_About this task:_ Beginning at whichever line contains "# one bracketed pair per line", reproduce each line of the records below word for word, ending with the last, and add nothing.

[Records for this task Boundary: Start]

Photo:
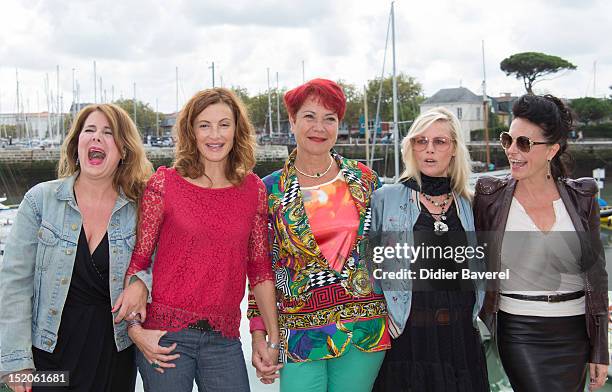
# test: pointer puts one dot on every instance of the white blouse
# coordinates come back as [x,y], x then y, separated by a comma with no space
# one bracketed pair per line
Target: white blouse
[541,263]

[Records for this task Boundary: End]

_Solution to the exercise:_
# one bracketed pair per line
Target: white blouse
[541,263]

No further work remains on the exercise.